* [Data for the task]
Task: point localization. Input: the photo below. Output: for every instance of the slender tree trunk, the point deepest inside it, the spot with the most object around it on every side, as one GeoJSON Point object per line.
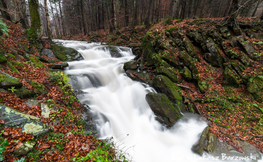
{"type": "Point", "coordinates": [35, 32]}
{"type": "Point", "coordinates": [48, 22]}
{"type": "Point", "coordinates": [84, 16]}
{"type": "Point", "coordinates": [126, 12]}
{"type": "Point", "coordinates": [6, 15]}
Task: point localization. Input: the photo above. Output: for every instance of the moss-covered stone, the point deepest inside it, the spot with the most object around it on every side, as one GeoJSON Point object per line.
{"type": "Point", "coordinates": [190, 63]}
{"type": "Point", "coordinates": [162, 84]}
{"type": "Point", "coordinates": [187, 74]}
{"type": "Point", "coordinates": [24, 93]}
{"type": "Point", "coordinates": [255, 87]}
{"type": "Point", "coordinates": [213, 56]}
{"type": "Point", "coordinates": [2, 56]}
{"type": "Point", "coordinates": [65, 54]}
{"type": "Point", "coordinates": [169, 72]}
{"type": "Point", "coordinates": [231, 77]}
{"type": "Point", "coordinates": [7, 81]}
{"type": "Point", "coordinates": [36, 62]}
{"type": "Point", "coordinates": [12, 67]}
{"type": "Point", "coordinates": [161, 106]}
{"type": "Point", "coordinates": [199, 147]}
{"type": "Point", "coordinates": [40, 87]}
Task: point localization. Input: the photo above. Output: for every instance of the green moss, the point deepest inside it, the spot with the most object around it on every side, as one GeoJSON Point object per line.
{"type": "Point", "coordinates": [12, 67]}
{"type": "Point", "coordinates": [11, 55]}
{"type": "Point", "coordinates": [6, 78]}
{"type": "Point", "coordinates": [40, 87]}
{"type": "Point", "coordinates": [2, 56]}
{"type": "Point", "coordinates": [36, 62]}
{"type": "Point", "coordinates": [35, 31]}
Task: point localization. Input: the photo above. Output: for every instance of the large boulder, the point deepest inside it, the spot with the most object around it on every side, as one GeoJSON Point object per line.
{"type": "Point", "coordinates": [65, 54]}
{"type": "Point", "coordinates": [7, 81]}
{"type": "Point", "coordinates": [29, 124]}
{"type": "Point", "coordinates": [162, 106]}
{"type": "Point", "coordinates": [162, 84]}
{"type": "Point", "coordinates": [199, 146]}
{"type": "Point", "coordinates": [213, 56]}
{"type": "Point", "coordinates": [255, 87]}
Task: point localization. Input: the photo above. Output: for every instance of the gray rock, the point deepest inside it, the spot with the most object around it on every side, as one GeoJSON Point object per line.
{"type": "Point", "coordinates": [48, 53]}
{"type": "Point", "coordinates": [29, 124]}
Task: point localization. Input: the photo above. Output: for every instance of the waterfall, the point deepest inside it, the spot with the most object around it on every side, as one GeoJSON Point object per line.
{"type": "Point", "coordinates": [122, 111]}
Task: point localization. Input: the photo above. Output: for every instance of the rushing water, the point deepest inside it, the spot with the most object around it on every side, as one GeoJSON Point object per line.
{"type": "Point", "coordinates": [122, 111]}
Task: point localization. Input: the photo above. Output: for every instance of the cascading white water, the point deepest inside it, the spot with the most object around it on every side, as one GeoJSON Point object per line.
{"type": "Point", "coordinates": [122, 111]}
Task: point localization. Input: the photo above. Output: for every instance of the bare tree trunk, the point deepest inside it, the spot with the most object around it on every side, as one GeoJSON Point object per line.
{"type": "Point", "coordinates": [5, 13]}
{"type": "Point", "coordinates": [48, 22]}
{"type": "Point", "coordinates": [126, 12]}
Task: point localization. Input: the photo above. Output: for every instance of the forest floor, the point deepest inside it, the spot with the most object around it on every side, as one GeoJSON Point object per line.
{"type": "Point", "coordinates": [232, 112]}
{"type": "Point", "coordinates": [67, 141]}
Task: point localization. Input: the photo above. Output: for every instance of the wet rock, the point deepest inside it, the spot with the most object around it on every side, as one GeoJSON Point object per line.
{"type": "Point", "coordinates": [225, 32]}
{"type": "Point", "coordinates": [255, 87]}
{"type": "Point", "coordinates": [212, 140]}
{"type": "Point", "coordinates": [198, 148]}
{"type": "Point", "coordinates": [187, 74]}
{"type": "Point", "coordinates": [24, 149]}
{"type": "Point", "coordinates": [29, 124]}
{"type": "Point", "coordinates": [214, 57]}
{"type": "Point", "coordinates": [48, 53]}
{"type": "Point", "coordinates": [131, 65]}
{"type": "Point", "coordinates": [169, 72]}
{"type": "Point", "coordinates": [190, 63]}
{"type": "Point", "coordinates": [190, 48]}
{"type": "Point", "coordinates": [141, 76]}
{"type": "Point", "coordinates": [231, 77]}
{"type": "Point", "coordinates": [162, 84]}
{"type": "Point", "coordinates": [24, 93]}
{"type": "Point", "coordinates": [162, 106]}
{"type": "Point", "coordinates": [7, 81]}
{"type": "Point", "coordinates": [59, 66]}
{"type": "Point", "coordinates": [45, 110]}
{"type": "Point", "coordinates": [65, 54]}
{"type": "Point", "coordinates": [246, 44]}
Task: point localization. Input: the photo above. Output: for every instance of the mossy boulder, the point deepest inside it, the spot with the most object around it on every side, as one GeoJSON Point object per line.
{"type": "Point", "coordinates": [131, 65]}
{"type": "Point", "coordinates": [169, 72]}
{"type": "Point", "coordinates": [162, 84]}
{"type": "Point", "coordinates": [59, 66]}
{"type": "Point", "coordinates": [198, 148]}
{"type": "Point", "coordinates": [231, 77]}
{"type": "Point", "coordinates": [7, 81]}
{"type": "Point", "coordinates": [29, 124]}
{"type": "Point", "coordinates": [255, 87]}
{"type": "Point", "coordinates": [24, 93]}
{"type": "Point", "coordinates": [35, 62]}
{"type": "Point", "coordinates": [187, 74]}
{"type": "Point", "coordinates": [162, 106]}
{"type": "Point", "coordinates": [213, 56]}
{"type": "Point", "coordinates": [25, 148]}
{"type": "Point", "coordinates": [65, 54]}
{"type": "Point", "coordinates": [190, 63]}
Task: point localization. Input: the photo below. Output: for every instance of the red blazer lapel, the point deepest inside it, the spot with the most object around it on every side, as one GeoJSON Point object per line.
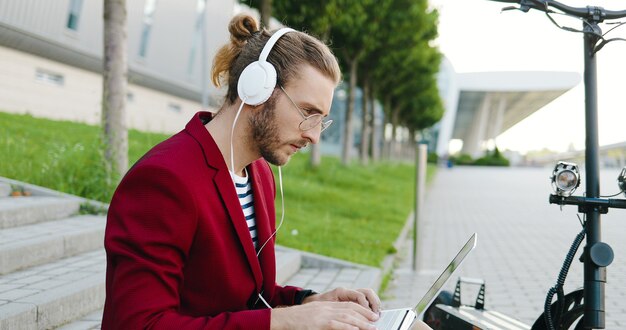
{"type": "Point", "coordinates": [226, 189]}
{"type": "Point", "coordinates": [265, 218]}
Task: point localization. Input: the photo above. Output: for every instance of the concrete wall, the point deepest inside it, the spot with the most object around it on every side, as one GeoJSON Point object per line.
{"type": "Point", "coordinates": [79, 96]}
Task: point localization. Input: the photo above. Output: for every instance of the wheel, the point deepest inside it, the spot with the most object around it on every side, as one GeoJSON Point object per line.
{"type": "Point", "coordinates": [573, 308]}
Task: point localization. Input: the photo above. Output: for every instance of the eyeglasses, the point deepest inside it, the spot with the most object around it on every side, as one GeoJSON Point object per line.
{"type": "Point", "coordinates": [310, 121]}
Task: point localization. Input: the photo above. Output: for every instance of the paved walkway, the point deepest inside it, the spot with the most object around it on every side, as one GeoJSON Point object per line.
{"type": "Point", "coordinates": [522, 241]}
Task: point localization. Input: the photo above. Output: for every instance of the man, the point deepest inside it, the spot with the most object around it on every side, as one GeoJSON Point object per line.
{"type": "Point", "coordinates": [183, 249]}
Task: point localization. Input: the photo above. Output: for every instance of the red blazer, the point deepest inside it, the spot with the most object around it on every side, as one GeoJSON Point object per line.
{"type": "Point", "coordinates": [179, 254]}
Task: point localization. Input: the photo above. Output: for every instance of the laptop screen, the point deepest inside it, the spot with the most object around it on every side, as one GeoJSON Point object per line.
{"type": "Point", "coordinates": [443, 278]}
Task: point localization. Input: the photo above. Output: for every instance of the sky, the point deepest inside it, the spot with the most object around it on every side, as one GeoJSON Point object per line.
{"type": "Point", "coordinates": [475, 36]}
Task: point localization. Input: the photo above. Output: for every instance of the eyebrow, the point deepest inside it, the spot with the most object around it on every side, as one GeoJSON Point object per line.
{"type": "Point", "coordinates": [311, 110]}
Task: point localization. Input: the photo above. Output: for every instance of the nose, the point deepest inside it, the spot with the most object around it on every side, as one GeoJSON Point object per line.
{"type": "Point", "coordinates": [313, 135]}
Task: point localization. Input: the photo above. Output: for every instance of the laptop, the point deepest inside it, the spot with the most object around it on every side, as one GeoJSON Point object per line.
{"type": "Point", "coordinates": [403, 318]}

* [Exercise description] Write out exactly the final stretch of the records: the line containing "of the paved" and every line after it, through the last, and nothing else.

* [Written solution]
Task: point localization. Input: the photo above. Output: for every instance of the paved walkway, the point deepest inside it, the spot with the most object around it on every side, as one GeoJSON Point object per line.
{"type": "Point", "coordinates": [522, 241]}
Task: point localization. Input: the photo above. Output: for every instance of the man, the point deepest inside it, the spot with the most object around it on every side, as one GeoJSON Point object per line.
{"type": "Point", "coordinates": [183, 249]}
Task: point localization. Input: the photo above. Output: for every instance of the red blazer, the point deepest inside it, the spot with the most object around it on every side, as one GeoJSON Point object per line.
{"type": "Point", "coordinates": [179, 254]}
Task: point localization. Input: the photo above. Output: for every instance of the laptop screen, the point deepest inside it, the spot with the most object around it on every side, as one GeoJSON Point object per line.
{"type": "Point", "coordinates": [443, 278]}
Task: point localization. Input: the photo above. Output: for every instance of the sky, the point deepest inside it, the spot with the most object around it on every side, as one GeoJSON Point object per line.
{"type": "Point", "coordinates": [475, 36]}
Task: point localization. Input: the photo above. Output: for every instance of the eyebrow, the point deepest inside it, the spot with the most object around it on every side, as one GeoJSON Point object per line.
{"type": "Point", "coordinates": [311, 110]}
Task: point localization. Input: the photo above. Output: for every instance of the nose, the point deepest inside it, the spot with the most object around it on every side, as one GeoJSON Point object per line.
{"type": "Point", "coordinates": [313, 135]}
Task: point localization. Input: the photo above. Output: for every instance of the laptop, the point deepest inside it, the spot with the most object around it on every side, as one GeoJSON Point object per line.
{"type": "Point", "coordinates": [403, 318]}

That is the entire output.